[start]
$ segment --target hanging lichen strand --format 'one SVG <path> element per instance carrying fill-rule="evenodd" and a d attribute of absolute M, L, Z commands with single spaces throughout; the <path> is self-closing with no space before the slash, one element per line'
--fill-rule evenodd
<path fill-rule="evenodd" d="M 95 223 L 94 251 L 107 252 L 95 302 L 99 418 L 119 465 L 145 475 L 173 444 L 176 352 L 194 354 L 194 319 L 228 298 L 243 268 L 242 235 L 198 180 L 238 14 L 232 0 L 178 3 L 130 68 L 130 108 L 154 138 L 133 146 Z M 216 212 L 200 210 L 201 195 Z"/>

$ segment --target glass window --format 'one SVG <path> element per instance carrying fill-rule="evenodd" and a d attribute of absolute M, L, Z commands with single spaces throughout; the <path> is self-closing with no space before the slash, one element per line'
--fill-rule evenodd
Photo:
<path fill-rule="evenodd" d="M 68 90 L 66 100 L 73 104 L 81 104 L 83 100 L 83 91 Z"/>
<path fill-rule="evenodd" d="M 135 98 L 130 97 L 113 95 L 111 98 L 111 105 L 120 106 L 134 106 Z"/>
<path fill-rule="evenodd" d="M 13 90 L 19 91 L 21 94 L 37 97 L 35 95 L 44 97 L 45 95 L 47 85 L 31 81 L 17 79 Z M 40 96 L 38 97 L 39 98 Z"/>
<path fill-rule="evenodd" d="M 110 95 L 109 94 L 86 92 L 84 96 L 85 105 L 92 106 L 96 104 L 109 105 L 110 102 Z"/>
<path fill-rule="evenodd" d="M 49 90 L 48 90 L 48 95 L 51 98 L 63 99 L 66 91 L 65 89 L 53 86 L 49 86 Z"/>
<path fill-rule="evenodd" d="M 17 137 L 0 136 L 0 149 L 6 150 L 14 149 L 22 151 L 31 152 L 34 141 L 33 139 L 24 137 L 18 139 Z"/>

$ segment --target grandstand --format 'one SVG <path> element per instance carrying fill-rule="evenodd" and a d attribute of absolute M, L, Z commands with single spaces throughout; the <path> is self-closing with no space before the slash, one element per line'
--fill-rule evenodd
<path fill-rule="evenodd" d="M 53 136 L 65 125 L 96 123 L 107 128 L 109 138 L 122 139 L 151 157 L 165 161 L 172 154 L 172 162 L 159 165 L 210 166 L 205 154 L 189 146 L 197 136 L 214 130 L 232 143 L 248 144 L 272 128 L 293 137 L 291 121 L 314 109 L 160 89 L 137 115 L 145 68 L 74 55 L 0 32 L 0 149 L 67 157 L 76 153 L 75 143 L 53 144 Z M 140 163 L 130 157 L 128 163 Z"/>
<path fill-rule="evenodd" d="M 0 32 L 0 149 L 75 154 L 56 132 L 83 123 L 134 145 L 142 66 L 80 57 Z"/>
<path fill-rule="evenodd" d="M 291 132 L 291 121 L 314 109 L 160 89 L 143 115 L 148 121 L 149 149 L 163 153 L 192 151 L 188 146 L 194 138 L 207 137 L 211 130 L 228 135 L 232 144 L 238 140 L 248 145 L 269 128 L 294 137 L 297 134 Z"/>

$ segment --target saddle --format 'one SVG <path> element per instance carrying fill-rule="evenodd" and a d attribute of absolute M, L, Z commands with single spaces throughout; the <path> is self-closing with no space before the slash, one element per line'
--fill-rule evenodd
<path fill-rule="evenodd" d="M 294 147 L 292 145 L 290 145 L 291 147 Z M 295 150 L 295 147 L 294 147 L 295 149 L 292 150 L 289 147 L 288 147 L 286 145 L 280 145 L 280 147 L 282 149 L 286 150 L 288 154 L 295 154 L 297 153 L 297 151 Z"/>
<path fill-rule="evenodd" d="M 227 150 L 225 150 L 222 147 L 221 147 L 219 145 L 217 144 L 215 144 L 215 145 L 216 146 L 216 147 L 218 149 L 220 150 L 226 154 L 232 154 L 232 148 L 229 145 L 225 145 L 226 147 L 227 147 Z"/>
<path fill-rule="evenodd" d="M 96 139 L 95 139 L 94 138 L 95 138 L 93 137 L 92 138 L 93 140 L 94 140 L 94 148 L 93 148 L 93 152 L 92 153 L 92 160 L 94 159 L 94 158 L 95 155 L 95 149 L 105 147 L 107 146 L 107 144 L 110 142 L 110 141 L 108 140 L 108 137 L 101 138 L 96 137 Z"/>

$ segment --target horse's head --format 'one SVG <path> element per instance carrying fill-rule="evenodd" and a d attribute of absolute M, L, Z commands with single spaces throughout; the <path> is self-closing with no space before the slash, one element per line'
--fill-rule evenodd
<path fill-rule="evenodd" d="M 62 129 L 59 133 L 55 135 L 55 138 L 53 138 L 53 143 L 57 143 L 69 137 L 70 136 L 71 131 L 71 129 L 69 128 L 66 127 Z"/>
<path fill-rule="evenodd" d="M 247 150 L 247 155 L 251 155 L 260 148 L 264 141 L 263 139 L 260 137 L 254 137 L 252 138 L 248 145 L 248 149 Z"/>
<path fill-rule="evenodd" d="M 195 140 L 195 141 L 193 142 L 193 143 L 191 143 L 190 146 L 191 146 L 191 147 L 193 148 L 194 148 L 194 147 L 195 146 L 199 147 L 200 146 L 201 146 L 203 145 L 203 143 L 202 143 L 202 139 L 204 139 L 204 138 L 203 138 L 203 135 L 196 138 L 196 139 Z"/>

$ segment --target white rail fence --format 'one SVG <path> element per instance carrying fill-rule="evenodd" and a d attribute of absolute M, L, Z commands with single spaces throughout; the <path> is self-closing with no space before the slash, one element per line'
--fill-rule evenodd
[end]
WHAT YOU HAVE TO DO =>
Render the lines above, from the one containing "segment --target saddle" through the one containing "96 139 L 95", as a JSON list of strings with one string per line, leaving out blank lines.

SOLUTION FOR THIS EXERCISE =>
[
  "$ segment --target saddle --format 'one SVG <path> element per instance carrying fill-rule=\"evenodd\" and a d attribute of absolute M, L, Z commands with single spaces throughout; the <path> is self-closing with no space before the slash, one element per line'",
  "--fill-rule evenodd",
  "<path fill-rule=\"evenodd\" d=\"M 294 147 L 292 145 L 290 145 L 291 147 Z M 295 150 L 295 147 L 294 147 L 295 149 L 292 150 L 289 147 L 288 147 L 286 145 L 280 145 L 280 147 L 282 149 L 286 150 L 288 154 L 295 154 L 297 153 L 297 151 Z\"/>",
  "<path fill-rule=\"evenodd\" d=\"M 227 150 L 225 150 L 222 147 L 221 147 L 219 145 L 217 144 L 215 144 L 215 145 L 216 146 L 216 147 L 218 149 L 220 150 L 226 154 L 232 154 L 232 148 L 229 145 L 225 145 L 226 147 L 227 147 Z\"/>",
  "<path fill-rule=\"evenodd\" d=\"M 96 139 L 95 139 L 94 138 L 95 138 L 93 137 L 92 138 L 93 140 L 94 140 L 94 148 L 93 148 L 93 152 L 92 153 L 92 160 L 94 159 L 94 158 L 95 155 L 95 149 L 105 147 L 107 146 L 107 144 L 110 142 L 110 141 L 108 140 L 108 137 L 101 138 L 96 137 Z\"/>"
]